### Excerpt provided
---

Winter Weather Preparedness Week is December 5 – 11 and Governor Roy Cooper is encouraging North Carolinians to plan and prepare now, before potentially dangerous winter weather arrives.
“North Carolina’s winter weather can be challenging and everyone should be prepared for dangerous conditions,” Governor Cooper said. “Make a family emergency plan, update your emergency supply kit and pay attention to weather alerts from trusted sources. These steps will help you survive inclement weather and recover faster from it.”
Meteorologists expect La Niña conditions to last throughout the winter, which means North Carolina is favored to see warmer and drier than normal conditions. However, this does not mean that wintry precipitation will not develop across the state this winter, leading to icy roads and other hazards.
Governor Cooper urges residents to monitor winter weather conditions and forecasts by listening to local media and paying close attention to winter weather watches, warnings and advisories. While the criteria for these may vary across North Carolina the premise is the same so remember:
- Winter Storm Watch is issued when conditions are favorable for either heavy snow, sleet, or freezing rain within the next 24-48 hours.

---

### Required tasks
A - In the North Carolina winter weather announcement, what conditions do meteorologists expect to last throughout the winter?
B - Please echo the part of the North Carolina winter weather announcement that opens with the words containing "Meteorologists expect La" and closes with "and other hazards.".
C - Carry on the North Carolina winter weather announcement from the point where it stops.

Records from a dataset
---

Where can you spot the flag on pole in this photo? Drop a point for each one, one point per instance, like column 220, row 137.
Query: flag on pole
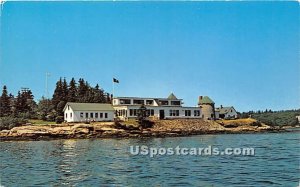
column 115, row 80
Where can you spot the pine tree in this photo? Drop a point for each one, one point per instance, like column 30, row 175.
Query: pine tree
column 43, row 108
column 64, row 96
column 72, row 92
column 98, row 95
column 58, row 92
column 5, row 107
column 82, row 89
column 19, row 104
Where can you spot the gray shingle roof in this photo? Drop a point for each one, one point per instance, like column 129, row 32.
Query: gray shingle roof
column 224, row 110
column 205, row 100
column 172, row 97
column 90, row 106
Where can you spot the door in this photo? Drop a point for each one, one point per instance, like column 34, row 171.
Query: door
column 161, row 114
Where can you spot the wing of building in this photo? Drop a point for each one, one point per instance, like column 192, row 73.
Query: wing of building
column 226, row 112
column 158, row 108
column 125, row 108
column 81, row 112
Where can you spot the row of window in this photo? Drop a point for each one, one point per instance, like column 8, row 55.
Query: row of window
column 134, row 112
column 148, row 102
column 186, row 113
column 94, row 115
column 150, row 112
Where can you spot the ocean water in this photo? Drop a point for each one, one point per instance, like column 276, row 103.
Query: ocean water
column 108, row 162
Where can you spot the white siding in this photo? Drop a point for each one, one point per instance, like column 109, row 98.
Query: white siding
column 75, row 116
column 166, row 110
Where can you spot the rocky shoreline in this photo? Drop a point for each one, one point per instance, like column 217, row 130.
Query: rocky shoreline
column 161, row 128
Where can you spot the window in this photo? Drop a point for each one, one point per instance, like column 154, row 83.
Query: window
column 133, row 112
column 149, row 102
column 138, row 101
column 187, row 112
column 125, row 101
column 164, row 102
column 196, row 112
column 150, row 112
column 174, row 112
column 177, row 103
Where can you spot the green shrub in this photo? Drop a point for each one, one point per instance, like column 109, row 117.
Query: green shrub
column 7, row 123
column 59, row 119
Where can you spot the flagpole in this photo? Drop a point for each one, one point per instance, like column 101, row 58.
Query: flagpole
column 113, row 90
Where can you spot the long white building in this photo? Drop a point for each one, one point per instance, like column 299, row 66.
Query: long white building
column 159, row 108
column 81, row 112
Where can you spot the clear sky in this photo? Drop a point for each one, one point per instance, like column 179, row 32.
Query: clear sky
column 244, row 54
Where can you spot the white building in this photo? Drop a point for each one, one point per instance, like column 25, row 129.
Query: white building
column 159, row 108
column 81, row 112
column 226, row 113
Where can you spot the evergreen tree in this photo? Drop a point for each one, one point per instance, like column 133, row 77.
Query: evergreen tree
column 19, row 104
column 43, row 108
column 24, row 103
column 98, row 96
column 5, row 107
column 82, row 89
column 64, row 96
column 72, row 92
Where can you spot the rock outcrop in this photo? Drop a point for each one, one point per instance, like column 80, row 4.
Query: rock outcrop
column 161, row 128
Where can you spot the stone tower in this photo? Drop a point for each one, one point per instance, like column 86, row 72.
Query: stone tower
column 207, row 107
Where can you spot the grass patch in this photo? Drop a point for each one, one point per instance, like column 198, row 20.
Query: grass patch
column 41, row 122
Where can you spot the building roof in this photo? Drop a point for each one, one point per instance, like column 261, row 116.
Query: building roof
column 205, row 100
column 172, row 97
column 224, row 110
column 90, row 106
column 150, row 98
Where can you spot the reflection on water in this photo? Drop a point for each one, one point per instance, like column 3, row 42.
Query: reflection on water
column 108, row 162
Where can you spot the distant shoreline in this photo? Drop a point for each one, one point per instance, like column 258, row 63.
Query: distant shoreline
column 161, row 129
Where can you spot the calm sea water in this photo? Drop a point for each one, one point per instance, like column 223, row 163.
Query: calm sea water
column 108, row 162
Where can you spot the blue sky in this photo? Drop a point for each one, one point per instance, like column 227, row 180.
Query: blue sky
column 244, row 54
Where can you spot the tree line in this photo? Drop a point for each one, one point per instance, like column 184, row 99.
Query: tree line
column 24, row 106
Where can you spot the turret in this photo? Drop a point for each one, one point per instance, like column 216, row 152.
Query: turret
column 207, row 107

---

### Answers for the exercise
A - La Niña conditions

B -
Meteorologists expect La Niña conditions to last throughout the winter, which means North Carolina is favored to see warmer and drier than normal conditions. However, this does not mean that wintry precipitation will not develop across the state this winter, leading to icy roads and other hazards.

C -
- Winter Storm Warning is issued when confidence is high that a winter storm will cause significant impacts within the next 24 hours.
- Winter Weather Advisory is issued when wintry weather is expected and residents should exercise caution as light to moderate amounts of snow, sleet, or freezing rain are expected within the next 24 hours, causing travel difficulties.
To help ensure you are ready for winter weather, North Carolina Emergency Management officials urge you to:
- Always keep at least a three-day supply of nonperishable food and a supply of medication in your home.
- Keep fresh batteries on hand for weather radios and flashlights.
- Dress warmly. Wear multiple layers of thin clothing instead of a single layer of thick clothing.
- Properly vent kerosene heaters and ensure any electric generators are operated outside and away from open windows or doors to prevent carbon monoxide poisoning. Never burn charcoal indoors.
- Use a National Oceanic and Atmospheric Administration weather radio or a weather alert app on your phone to monitor changing weather conditions.
- Keep alternative heating sources and fire extinguishers on hand. Be sure your family knows how to use them.
- Store an emergency kit in your vehicle. Include scraper, jumper cables, tow chain, sand/salt, blankets, flashlight, first-aid kit and road map.
- Make an emergency supplies kit for your pet and include medical records, first-aid kit, enough canned/dry food and water for three to seven days and pet travel bag or carrier.
- Do not leave pets outside for long periods of time.
- Ensure your pet has a well-fitting collar.
- Bring pets inside when temperatures drop below freezing.
- Move livestock and other animals to a sheltered location with food and water.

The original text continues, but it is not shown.